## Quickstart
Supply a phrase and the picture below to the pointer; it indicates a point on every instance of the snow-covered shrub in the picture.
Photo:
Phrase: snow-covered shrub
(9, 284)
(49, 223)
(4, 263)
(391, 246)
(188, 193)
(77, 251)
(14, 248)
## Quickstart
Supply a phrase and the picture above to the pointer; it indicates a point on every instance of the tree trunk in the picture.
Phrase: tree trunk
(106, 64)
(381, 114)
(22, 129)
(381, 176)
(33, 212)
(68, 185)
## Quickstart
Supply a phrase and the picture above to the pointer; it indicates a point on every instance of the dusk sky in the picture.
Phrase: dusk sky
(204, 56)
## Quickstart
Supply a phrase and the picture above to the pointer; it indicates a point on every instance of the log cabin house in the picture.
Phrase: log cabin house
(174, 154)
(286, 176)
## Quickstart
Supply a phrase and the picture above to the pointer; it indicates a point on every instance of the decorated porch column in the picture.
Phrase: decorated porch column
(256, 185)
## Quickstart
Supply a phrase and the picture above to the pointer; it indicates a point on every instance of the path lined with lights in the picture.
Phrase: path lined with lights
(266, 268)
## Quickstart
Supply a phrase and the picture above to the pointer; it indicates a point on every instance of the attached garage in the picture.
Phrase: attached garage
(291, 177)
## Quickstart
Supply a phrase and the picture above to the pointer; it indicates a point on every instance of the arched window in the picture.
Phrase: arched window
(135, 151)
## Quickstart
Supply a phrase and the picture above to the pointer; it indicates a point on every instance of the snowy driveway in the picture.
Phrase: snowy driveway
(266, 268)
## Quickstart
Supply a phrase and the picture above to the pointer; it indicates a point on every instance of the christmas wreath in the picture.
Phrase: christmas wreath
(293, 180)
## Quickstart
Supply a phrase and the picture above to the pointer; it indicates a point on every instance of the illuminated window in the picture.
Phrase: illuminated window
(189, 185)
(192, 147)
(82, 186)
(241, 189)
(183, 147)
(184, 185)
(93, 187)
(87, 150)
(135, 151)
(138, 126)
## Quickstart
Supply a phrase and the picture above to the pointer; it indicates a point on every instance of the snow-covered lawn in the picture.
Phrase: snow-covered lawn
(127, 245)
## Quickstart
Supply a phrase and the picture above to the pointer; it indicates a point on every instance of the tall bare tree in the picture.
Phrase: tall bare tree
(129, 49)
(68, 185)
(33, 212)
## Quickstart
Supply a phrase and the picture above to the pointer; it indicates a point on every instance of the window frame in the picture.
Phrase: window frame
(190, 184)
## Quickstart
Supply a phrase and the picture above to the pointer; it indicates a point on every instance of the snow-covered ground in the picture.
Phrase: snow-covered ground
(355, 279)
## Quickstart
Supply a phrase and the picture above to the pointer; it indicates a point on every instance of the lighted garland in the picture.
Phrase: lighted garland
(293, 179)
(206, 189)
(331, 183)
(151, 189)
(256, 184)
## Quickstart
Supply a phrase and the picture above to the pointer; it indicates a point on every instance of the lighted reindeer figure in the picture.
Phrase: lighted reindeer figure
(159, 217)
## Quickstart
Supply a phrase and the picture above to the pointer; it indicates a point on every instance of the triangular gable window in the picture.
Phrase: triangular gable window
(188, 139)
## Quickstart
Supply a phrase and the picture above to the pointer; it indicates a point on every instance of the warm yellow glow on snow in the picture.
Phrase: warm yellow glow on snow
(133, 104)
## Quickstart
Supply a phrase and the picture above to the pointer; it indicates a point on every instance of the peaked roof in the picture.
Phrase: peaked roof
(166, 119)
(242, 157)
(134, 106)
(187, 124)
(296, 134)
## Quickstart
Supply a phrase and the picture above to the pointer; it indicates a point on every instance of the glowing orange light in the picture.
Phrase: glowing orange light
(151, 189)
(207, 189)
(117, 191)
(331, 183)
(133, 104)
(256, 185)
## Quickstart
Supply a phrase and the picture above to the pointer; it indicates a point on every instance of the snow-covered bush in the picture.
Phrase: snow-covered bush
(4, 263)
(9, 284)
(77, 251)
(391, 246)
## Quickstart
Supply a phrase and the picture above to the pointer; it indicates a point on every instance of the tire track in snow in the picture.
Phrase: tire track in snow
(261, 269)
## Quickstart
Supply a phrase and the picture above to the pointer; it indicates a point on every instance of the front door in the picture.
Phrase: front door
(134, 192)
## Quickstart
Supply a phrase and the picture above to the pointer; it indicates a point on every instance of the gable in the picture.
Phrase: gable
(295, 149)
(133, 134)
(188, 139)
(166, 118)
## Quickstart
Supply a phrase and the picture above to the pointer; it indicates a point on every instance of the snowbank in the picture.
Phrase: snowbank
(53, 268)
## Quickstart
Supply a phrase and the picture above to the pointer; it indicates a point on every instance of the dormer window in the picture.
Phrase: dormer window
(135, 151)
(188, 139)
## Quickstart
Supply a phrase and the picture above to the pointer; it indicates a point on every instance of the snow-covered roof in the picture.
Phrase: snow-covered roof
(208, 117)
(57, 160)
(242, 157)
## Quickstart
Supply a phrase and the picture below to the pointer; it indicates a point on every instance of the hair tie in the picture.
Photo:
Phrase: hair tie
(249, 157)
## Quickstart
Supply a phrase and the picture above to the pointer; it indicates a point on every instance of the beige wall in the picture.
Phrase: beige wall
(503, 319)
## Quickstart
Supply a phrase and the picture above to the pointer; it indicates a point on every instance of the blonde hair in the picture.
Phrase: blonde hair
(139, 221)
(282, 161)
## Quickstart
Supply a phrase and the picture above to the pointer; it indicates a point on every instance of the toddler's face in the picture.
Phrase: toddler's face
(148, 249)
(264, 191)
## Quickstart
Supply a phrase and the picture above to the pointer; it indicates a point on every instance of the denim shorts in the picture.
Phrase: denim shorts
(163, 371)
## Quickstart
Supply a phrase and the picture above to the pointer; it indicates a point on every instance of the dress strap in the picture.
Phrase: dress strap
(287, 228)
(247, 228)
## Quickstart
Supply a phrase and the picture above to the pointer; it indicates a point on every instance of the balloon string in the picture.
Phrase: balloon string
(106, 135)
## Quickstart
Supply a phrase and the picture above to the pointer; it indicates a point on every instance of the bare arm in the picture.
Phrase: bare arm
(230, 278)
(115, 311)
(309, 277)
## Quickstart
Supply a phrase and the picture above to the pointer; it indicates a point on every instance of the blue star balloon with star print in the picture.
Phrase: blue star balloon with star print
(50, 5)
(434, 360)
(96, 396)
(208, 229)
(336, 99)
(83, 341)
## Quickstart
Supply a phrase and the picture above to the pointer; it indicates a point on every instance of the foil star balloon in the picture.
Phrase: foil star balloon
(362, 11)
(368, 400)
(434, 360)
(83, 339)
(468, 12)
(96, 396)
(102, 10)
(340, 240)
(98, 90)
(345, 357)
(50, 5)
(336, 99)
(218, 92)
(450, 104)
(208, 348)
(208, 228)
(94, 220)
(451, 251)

_Exercise description_: Give every line of the material again, exactly.

_Problem solution_:
## Quickstart
Supply a phrase and the picture below to the pointer; it indicates a point on every instance of the snow-covered shrub in the picture.
Photo:
Phrase: snow-covered shrub
(9, 284)
(49, 223)
(4, 263)
(391, 246)
(188, 193)
(77, 251)
(14, 248)
## Quickstart
Supply a phrase and the picture above to the pointer; it indicates a point on every instance of the tree trunk in the picture.
Phrase: tree trunk
(106, 64)
(381, 114)
(22, 129)
(381, 176)
(33, 212)
(68, 185)
## Quickstart
Supply a phrase and the picture above to the pointer; it indicates a point on every instance of the dusk sky in the picture.
Phrase: dusk sky
(204, 56)
## Quickstart
Supply a phrase and the picture above to the pointer; it indicates a point on every instance of the log cabin house in the picture.
Phrase: log cabin house
(174, 154)
(286, 176)
## Quickstart
Supply a phrase and the picture above to the pointer; it indicates a point on every instance of the decorated porch column in the picture.
Phrase: decorated porch column
(256, 185)
## Quickstart
Supply a phrase and the picture above to the pointer; it indicates a point on every instance of the path lined with lights in the picture.
Phrase: path lined with lights
(266, 268)
## Quickstart
Supply a phrase and the picture above to the pointer; it indicates a point on every instance of the attached garage in the picture.
Phrase: attached garage
(291, 177)
## Quickstart
Supply a phrase and the picture above to the pointer; it indicates a point on every instance of the arched window in the picture.
Phrase: arched window
(135, 151)
## Quickstart
Supply a phrase and the picture above to the pointer; it indicates a point on every instance of the snowy driveway in the picture.
Phrase: snowy driveway
(266, 268)
## Quickstart
Supply a phrase and the picture above to the pointer; it indicates a point on every instance of the christmas wreath in the picture.
Phrase: christmas wreath
(293, 180)
## Quickstart
Supply a phrase and the picture above to the pointer; it indicates a point on every instance of the illuminated window in the picture.
Phrase: illuminated window
(189, 185)
(192, 147)
(82, 186)
(241, 189)
(183, 147)
(184, 185)
(93, 187)
(87, 150)
(135, 151)
(138, 126)
## Quickstart
Supply a phrase and the picture above to the pointer; it indicates a point on every instance of the snow-covered lawn in the picture.
Phrase: snow-covered lawn
(127, 245)
## Quickstart
Supply a phrase and the picture above to the pointer; it indicates a point on every instance of the tall bare tree in the picture.
Phrase: tall bare tree
(129, 49)
(68, 185)
(33, 212)
## Quickstart
Supply a phrase and the picture above to the pointer; it indicates a point on every instance of the window frame in the picture.
Phrase: window frame
(190, 184)
## Quickstart
Supply a phrase and the picture above to the pointer; it indicates a point on every instance of the snow-covered ground in the picture.
Phrase: snow-covered ground
(355, 279)
## Quickstart
Supply a phrase and the picture above to the pointer; it indicates a point on every instance of the lighted garland in the picture.
Phrase: lighted garland
(293, 179)
(206, 189)
(331, 183)
(151, 189)
(256, 184)
## Quickstart
Supply a phrase and the picture above to the pointer; it indicates a point on every instance of the lighted reindeer figure in the picture.
Phrase: lighted reindeer figure
(159, 217)
## Quickstart
Supply a phrase and the picture above to the pointer; it indicates a point on every instance of the triangular gable window in the picture.
Phrase: triangular gable window
(188, 139)
## Quickstart
Supply a phrase and the picture above to the pointer; it indicates a point on every instance of the warm yellow glow on snow in the picture.
Phrase: warm yellow glow on snow
(133, 104)
## Quickstart
Supply a phrase and the picture above to the pointer; it indicates a point on every instance of the peaked roof in the picture.
Phrase: peaked roof
(166, 119)
(242, 157)
(134, 106)
(187, 124)
(296, 134)
## Quickstart
Supply a phrase and the picture above to the pointer; it indicates a point on every instance of the glowing orange light in the picture.
Phrase: glowing orange light
(151, 189)
(207, 189)
(117, 191)
(331, 183)
(133, 104)
(256, 185)
## Quickstart
Supply a phrase and the picture above to the pointer; it indicates a point on every instance of the snow-covered bush in the picture.
Phrase: snow-covered bush
(4, 263)
(9, 284)
(77, 251)
(391, 246)
## Quickstart
Supply a phrase and the picture above to the pointer; it indicates a point on every instance of the tire track in snow in the picture.
Phrase: tire track in snow
(261, 269)
## Quickstart
Supply a phrase and the picture above to the pointer; it indicates a point on every instance of the front door in the picture.
Phrase: front door
(134, 192)
## Quickstart
Supply a phrase and the picture above to the pointer; it indicates a point on every instance of the gable in the picture.
Phrase: gable
(295, 149)
(133, 134)
(188, 139)
(166, 118)
## Quickstart
Supply a phrase and the picture above to the pointer; it indicates a point on every instance of the snowbank in the picture.
Phrase: snowbank
(53, 268)
## Quickstart
Supply a phrase and the picture above to the pointer; it indicates a point on every instance of the dormer window in the picture.
Phrase: dormer window
(135, 151)
(188, 139)
## Quickstart
Supply a phrase and the picture above to the pointer; it indicates a point on every instance of the snow-covered roof in the picture.
Phrase: snow-covered roof
(208, 117)
(57, 160)
(242, 157)
## Quickstart
Supply a phrase and the picture below to the pointer; it indicates a point on every instance of the hair tie in the picture.
Photo:
Phrase: hair tie
(249, 157)
## Quickstart
Supply a phrase and the picture above to the pointer; it indicates a point on every instance of the beige wall in the picture.
Phrase: beige wall
(503, 319)
## Quickstart
Supply a phrase and the picture above to the pointer; it indicates a point on every instance of the blonde hair in the picture.
Phrase: blonde hair
(139, 221)
(282, 161)
## Quickstart
Supply a phrase and the picture above to the pointer; it indicates a point on every instance of the toddler's face in the picture.
Phrase: toddler's face
(148, 249)
(264, 191)
## Quickstart
Supply a phrase and the picture above to the pointer; it indicates a point on every instance of the denim shorts in the picture.
Phrase: denim shorts
(163, 371)
## Quickstart
Supply a phrase and the picture above to the pointer; it indicates a point on every instance of the dress strap in the picture.
Phrase: dress strap
(287, 228)
(247, 228)
## Quickstart
Supply a phrase and the picture above to the pointer; it indicates a point on every instance of the balloon string in the picture.
Phrase: balloon string
(106, 135)
## Quickstart
Supply a phrase and the picture above to the pointer; it indicates a point on every instance of the bare arm in the picture.
Phrase: bare arm
(230, 278)
(115, 311)
(309, 277)
## Quickstart
Supply a phrase and the picture above to the pointer; it indicates a point on every instance of the blue star balloon with star print in the picture.
Phrase: blue star balloon with star print
(50, 5)
(434, 360)
(96, 396)
(208, 229)
(336, 99)
(83, 341)
## Quickstart
Supply a phrase and the picture above to the pointer; it indicates a point on every instance of the foil star balloon in the picture.
Phrase: foil star balloon
(362, 11)
(368, 400)
(434, 360)
(83, 339)
(468, 12)
(96, 396)
(102, 10)
(340, 240)
(98, 90)
(345, 357)
(50, 5)
(336, 99)
(218, 92)
(450, 104)
(208, 348)
(208, 228)
(94, 220)
(451, 251)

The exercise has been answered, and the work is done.